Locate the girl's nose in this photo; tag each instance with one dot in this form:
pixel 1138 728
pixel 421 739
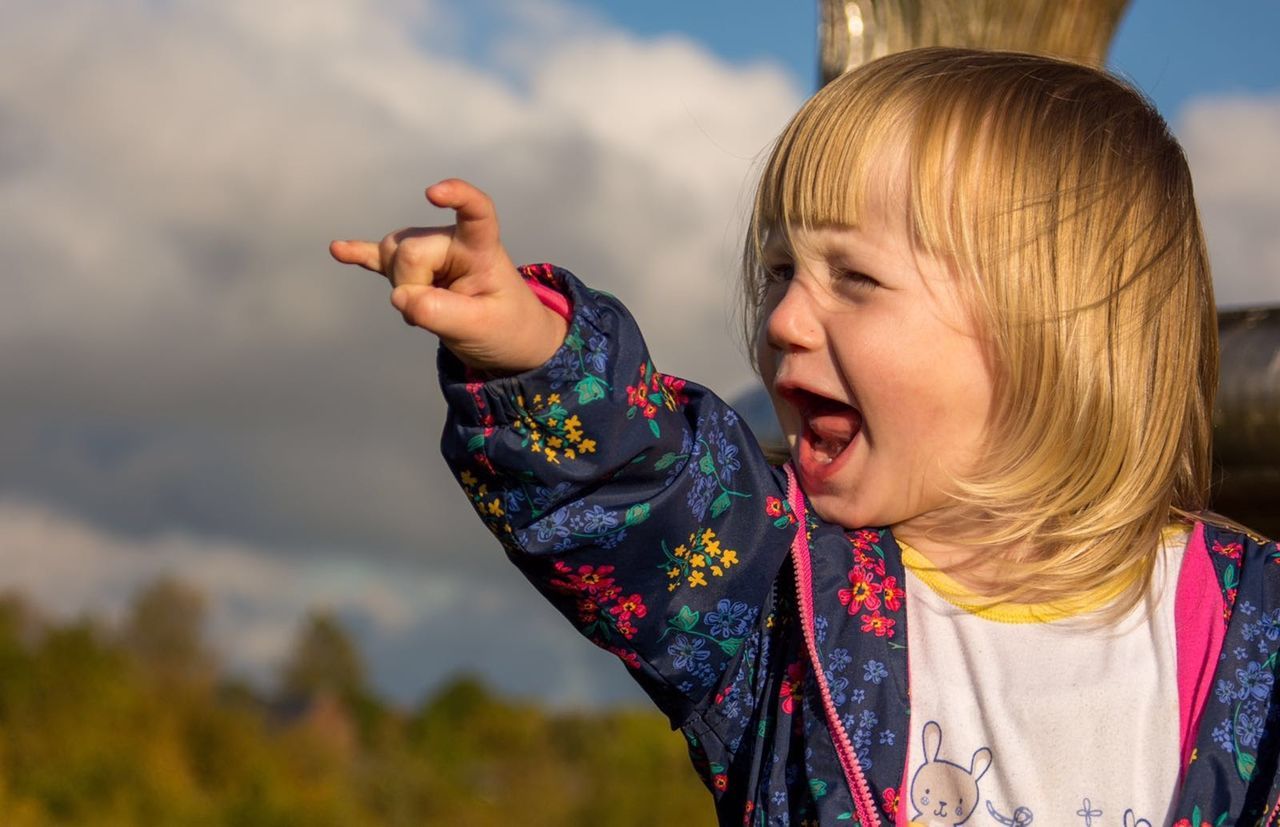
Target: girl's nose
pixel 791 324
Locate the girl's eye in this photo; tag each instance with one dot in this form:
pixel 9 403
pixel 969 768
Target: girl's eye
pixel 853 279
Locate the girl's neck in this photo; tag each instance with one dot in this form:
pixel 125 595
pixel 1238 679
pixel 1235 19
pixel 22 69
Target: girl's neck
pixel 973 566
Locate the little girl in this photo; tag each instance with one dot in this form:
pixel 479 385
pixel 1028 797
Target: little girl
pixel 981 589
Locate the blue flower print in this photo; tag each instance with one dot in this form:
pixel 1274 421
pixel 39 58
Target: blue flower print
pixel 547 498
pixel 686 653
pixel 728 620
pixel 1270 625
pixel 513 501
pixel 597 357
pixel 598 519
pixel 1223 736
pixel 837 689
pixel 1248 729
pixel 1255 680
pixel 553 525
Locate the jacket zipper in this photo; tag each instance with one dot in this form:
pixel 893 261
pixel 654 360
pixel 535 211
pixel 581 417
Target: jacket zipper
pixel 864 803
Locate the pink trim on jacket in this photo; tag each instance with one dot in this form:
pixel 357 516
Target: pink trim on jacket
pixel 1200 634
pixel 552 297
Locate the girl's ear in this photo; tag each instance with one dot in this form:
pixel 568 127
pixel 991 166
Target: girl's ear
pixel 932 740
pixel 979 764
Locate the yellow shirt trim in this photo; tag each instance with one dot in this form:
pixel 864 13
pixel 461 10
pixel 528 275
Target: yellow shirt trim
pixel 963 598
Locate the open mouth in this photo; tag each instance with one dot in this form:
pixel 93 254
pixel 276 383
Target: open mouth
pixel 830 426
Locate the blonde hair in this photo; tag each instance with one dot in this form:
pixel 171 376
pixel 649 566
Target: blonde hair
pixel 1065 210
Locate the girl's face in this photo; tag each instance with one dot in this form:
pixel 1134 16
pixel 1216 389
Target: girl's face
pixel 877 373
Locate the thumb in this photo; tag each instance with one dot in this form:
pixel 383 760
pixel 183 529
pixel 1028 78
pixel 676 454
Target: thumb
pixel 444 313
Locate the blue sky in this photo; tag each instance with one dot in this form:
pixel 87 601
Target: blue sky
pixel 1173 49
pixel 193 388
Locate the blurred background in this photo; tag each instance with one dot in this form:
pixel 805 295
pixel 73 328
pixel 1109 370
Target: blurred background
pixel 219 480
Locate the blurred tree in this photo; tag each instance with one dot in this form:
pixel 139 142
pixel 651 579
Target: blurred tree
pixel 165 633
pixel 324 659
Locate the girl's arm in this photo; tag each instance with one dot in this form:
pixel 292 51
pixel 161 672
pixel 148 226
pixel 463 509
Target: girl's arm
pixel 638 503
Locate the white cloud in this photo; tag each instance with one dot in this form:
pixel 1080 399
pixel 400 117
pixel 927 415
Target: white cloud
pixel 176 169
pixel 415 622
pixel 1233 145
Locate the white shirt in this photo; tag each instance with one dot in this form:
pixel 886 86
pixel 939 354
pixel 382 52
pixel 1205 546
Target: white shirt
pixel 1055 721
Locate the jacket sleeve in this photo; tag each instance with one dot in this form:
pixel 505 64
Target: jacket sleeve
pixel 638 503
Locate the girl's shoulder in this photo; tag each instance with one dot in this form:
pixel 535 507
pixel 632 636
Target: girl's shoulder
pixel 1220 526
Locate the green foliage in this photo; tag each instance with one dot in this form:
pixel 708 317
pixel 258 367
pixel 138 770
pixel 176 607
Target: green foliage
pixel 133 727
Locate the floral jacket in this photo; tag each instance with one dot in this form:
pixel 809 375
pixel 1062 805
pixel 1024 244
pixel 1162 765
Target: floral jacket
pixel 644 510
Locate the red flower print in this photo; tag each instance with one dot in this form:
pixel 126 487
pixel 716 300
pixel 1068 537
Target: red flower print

| Requirement |
Copy out the lines of the listing above verbatim, everything from the line containing "Locate the blue flower" down to the line containing "pixel 553 525", including both of those lines.

| Written reply |
Locate the blue flower print in this photo; tag each instance with one dot in this form:
pixel 1274 421
pixel 39 58
Target: blue flower print
pixel 547 498
pixel 686 653
pixel 728 620
pixel 1270 625
pixel 513 501
pixel 597 357
pixel 598 519
pixel 1223 736
pixel 837 689
pixel 1248 729
pixel 1255 680
pixel 553 525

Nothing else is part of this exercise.